*** Opening of MATERIAL TO PROCESS ***
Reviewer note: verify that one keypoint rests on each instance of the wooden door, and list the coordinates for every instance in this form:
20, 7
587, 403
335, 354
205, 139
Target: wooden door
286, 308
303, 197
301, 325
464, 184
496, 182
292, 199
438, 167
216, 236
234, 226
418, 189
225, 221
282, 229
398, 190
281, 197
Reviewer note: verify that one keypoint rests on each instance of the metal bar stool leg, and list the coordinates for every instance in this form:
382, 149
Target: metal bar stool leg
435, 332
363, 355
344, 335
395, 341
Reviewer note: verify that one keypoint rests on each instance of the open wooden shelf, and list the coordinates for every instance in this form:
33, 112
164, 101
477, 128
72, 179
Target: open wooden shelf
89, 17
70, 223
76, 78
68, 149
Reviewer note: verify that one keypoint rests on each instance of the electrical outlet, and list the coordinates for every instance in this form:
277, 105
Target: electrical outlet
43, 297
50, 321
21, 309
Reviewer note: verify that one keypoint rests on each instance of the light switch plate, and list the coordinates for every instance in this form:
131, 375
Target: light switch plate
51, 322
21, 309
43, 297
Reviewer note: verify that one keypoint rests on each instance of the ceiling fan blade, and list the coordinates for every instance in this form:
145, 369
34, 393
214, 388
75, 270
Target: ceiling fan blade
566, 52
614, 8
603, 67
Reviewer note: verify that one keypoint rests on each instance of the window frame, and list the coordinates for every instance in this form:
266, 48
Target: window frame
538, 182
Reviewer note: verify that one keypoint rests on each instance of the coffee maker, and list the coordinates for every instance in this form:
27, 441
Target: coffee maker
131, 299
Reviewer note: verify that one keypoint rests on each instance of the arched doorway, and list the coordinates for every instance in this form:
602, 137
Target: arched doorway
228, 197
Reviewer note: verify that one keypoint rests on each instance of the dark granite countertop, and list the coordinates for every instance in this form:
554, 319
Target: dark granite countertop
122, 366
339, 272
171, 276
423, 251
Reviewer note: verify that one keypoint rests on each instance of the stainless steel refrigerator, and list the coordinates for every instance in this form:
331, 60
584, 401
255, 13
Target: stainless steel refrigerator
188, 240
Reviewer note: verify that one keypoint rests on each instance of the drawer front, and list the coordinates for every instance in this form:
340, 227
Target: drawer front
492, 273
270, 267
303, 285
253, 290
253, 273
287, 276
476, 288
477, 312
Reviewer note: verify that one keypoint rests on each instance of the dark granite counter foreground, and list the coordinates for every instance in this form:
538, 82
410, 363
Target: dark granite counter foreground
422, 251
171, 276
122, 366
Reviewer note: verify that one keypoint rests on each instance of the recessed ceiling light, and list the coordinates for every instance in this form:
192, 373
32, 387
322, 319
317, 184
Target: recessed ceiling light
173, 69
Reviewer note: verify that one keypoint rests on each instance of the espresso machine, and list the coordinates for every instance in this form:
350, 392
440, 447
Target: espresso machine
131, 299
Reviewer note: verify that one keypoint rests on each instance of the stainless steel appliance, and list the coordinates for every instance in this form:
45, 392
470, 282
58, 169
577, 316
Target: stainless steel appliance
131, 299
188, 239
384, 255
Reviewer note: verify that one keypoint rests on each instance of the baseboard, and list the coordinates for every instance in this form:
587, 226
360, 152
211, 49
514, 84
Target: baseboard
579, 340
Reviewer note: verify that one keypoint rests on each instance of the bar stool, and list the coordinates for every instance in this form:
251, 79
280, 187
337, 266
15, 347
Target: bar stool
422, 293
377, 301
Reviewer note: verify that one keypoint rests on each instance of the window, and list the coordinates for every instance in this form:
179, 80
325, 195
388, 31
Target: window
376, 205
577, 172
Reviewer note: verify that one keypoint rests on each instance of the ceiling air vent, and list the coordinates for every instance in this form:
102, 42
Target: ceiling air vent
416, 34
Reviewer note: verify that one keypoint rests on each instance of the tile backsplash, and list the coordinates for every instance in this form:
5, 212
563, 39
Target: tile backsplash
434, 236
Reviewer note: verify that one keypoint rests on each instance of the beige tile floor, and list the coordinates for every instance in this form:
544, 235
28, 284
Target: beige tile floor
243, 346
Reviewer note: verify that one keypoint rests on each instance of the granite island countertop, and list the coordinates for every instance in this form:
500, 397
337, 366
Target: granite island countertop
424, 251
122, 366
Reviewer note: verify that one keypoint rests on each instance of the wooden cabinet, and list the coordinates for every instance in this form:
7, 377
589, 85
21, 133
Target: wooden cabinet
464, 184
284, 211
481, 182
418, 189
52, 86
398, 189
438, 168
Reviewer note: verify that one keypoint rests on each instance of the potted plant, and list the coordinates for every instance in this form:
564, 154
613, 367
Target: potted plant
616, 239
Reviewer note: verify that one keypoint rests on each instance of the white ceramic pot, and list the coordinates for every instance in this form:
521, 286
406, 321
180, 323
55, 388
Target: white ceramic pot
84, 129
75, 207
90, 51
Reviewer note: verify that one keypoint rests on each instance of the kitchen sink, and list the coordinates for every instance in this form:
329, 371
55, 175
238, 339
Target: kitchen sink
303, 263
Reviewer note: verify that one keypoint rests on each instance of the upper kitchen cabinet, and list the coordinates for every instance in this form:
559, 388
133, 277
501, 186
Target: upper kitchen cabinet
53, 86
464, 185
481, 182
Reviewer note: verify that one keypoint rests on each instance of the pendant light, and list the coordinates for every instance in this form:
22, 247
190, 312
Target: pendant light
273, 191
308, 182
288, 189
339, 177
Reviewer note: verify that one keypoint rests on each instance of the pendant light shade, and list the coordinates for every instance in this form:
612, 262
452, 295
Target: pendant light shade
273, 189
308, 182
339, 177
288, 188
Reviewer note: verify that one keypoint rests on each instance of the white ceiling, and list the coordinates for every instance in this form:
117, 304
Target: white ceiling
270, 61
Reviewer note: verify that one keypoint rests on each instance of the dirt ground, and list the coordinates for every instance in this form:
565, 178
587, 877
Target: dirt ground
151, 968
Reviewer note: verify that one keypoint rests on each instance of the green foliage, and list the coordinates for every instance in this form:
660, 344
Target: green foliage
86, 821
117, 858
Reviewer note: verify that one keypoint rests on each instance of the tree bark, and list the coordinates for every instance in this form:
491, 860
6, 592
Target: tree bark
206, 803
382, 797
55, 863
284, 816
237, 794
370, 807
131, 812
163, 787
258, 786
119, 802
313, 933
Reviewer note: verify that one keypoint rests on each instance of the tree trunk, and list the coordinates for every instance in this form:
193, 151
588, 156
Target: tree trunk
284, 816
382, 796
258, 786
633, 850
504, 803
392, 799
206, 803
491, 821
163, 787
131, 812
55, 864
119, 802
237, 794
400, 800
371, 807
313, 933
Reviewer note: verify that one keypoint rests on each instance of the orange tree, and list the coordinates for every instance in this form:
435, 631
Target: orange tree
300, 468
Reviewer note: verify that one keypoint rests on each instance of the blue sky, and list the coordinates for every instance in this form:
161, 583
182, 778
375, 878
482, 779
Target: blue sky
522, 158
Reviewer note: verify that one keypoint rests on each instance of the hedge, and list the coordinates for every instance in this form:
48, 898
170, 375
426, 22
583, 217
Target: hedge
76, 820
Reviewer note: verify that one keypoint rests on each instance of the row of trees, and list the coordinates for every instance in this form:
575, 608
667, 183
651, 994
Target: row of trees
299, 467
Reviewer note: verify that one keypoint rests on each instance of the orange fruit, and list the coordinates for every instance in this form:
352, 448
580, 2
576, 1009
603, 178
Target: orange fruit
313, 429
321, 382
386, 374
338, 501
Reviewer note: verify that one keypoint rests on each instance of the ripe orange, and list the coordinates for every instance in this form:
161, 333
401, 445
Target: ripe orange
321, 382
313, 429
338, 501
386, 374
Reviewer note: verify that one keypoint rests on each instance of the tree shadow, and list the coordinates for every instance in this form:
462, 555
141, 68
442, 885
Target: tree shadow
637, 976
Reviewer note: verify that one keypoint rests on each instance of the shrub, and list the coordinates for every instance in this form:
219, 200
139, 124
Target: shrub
*** Close of MATERIAL TO PROCESS ***
ASSIGNED TASK = In how many lines of the data above does the word "shrub" occur? Only the number is wanted.

TASK SOLUTION = 2